What you have to do -> Reproduce every line of the data below word for word, leaving out the picture.

Dataset records ->
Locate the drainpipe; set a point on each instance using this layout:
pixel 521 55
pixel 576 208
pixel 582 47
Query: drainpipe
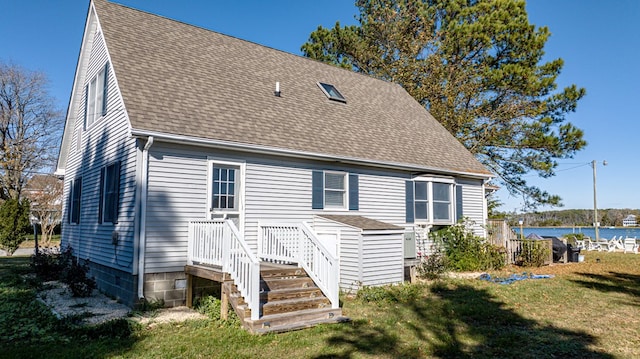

Exercise solution ->
Locate the drainpipe; set a point on each instance using this layout:
pixel 521 55
pixel 576 208
pixel 582 47
Query: drainpipe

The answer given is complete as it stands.